** TASK DETAILS **
Offset every coordinate in the listing below by 30 and write out each line of the stretch from the line containing "For each instance of the dark brown" through the end of the listing, keeping all other text in that stretch unchanged.

** INFORMATION PROVIDED **

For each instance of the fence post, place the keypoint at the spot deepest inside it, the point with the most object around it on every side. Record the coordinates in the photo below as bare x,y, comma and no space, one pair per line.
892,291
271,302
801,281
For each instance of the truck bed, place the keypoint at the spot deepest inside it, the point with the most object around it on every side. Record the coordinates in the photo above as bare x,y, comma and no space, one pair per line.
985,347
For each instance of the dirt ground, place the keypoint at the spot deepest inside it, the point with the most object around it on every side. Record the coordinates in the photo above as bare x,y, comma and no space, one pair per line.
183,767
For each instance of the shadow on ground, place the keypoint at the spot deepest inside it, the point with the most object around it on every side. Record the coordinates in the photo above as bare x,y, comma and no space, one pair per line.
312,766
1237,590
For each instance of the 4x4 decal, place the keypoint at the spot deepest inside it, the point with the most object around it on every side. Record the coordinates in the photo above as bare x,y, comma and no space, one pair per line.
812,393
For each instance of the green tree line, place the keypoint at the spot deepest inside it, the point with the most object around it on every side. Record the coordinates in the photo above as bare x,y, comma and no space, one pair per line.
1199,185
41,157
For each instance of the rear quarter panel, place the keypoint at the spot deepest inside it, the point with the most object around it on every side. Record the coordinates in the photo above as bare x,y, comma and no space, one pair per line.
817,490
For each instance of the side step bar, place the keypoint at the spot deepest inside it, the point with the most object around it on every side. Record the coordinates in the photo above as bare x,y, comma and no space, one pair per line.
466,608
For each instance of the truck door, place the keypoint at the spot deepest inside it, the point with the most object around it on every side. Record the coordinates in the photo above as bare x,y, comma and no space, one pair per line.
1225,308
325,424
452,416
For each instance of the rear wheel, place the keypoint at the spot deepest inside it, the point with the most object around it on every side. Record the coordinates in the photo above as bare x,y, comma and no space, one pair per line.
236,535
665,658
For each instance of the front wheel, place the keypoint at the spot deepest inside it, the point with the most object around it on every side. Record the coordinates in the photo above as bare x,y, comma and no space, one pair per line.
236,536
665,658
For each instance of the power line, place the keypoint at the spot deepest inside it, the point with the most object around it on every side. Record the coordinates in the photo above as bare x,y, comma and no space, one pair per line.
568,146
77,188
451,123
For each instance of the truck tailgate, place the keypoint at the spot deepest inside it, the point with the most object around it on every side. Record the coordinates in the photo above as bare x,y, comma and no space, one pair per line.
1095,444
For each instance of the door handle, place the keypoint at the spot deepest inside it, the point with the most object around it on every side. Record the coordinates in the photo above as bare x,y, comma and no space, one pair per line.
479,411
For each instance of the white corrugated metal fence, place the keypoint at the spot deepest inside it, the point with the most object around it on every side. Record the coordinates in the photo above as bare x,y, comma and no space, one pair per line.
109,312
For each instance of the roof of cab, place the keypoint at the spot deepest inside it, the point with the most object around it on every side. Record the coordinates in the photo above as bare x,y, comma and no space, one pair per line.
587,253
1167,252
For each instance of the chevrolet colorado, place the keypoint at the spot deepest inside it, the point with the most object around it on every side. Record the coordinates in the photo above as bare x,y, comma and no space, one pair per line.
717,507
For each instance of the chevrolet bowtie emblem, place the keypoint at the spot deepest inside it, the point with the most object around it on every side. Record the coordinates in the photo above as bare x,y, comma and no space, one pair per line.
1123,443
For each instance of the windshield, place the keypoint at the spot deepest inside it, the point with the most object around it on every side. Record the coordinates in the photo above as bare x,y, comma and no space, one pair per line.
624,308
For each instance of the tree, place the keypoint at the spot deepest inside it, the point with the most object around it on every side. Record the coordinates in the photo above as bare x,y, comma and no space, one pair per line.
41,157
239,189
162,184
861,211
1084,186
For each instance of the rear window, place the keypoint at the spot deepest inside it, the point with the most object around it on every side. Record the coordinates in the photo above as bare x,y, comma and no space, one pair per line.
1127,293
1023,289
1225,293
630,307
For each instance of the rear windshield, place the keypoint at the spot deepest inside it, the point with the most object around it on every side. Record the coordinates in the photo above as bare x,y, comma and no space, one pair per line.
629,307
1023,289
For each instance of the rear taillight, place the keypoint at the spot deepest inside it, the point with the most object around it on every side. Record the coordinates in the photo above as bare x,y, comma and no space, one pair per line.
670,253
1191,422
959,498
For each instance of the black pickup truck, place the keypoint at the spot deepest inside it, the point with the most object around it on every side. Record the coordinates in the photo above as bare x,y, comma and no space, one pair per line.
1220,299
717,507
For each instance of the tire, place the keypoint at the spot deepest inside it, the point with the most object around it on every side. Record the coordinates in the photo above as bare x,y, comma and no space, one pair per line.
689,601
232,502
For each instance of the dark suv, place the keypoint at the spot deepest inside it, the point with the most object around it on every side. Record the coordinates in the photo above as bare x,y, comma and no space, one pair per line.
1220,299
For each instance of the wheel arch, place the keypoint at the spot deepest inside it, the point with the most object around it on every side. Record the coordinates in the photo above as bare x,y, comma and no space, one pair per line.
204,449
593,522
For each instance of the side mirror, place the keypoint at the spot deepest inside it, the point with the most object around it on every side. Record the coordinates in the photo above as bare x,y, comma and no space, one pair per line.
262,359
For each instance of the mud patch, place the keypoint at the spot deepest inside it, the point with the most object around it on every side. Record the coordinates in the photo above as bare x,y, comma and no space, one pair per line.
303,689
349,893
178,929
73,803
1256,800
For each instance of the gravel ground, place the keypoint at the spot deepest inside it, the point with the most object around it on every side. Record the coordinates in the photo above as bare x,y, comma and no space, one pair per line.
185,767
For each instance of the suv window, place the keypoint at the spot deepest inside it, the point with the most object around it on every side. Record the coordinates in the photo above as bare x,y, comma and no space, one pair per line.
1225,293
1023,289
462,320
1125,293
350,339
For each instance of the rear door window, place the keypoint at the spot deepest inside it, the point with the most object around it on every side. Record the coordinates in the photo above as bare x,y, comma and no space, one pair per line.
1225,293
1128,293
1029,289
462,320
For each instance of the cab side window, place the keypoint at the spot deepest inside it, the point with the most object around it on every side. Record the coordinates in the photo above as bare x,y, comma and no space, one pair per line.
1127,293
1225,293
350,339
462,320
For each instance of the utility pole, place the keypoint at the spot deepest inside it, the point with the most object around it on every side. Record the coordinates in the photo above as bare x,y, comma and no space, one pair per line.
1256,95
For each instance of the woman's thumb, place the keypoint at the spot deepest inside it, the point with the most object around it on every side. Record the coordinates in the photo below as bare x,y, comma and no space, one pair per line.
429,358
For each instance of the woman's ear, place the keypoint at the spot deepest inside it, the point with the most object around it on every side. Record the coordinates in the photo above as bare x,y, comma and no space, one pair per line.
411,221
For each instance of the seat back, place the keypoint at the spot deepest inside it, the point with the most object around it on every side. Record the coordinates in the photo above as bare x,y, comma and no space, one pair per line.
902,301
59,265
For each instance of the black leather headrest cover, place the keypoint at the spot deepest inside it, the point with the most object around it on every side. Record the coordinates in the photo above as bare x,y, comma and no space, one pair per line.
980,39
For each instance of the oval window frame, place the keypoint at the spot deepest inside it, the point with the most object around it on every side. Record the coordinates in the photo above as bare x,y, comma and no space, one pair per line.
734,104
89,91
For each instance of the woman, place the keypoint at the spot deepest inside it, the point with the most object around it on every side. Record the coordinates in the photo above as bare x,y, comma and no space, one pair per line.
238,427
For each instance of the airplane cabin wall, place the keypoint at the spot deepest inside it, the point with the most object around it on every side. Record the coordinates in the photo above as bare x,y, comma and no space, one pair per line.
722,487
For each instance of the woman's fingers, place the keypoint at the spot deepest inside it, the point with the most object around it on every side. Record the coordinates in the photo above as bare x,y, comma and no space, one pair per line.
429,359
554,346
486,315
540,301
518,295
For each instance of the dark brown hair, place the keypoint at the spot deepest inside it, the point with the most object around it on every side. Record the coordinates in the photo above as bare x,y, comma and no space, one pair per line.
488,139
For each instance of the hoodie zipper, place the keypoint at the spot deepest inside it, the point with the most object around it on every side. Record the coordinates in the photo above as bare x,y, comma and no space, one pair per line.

** OUTPUT OF THE EXERCISE **
For each instance of the dark brown hair, place the keypoint at the spot deepest inside it, the point with the most object around it on every side. Record the coordinates in the photo above as bare x,y, comma and no space, one pair per line.
518,169
For each instance of the hoodie zipper, place the keypoint at the spot deepest inside it, the point with the most object around it on every side. Record the coordinates in the photo above as bare x,y, comma and no space, one pair per line.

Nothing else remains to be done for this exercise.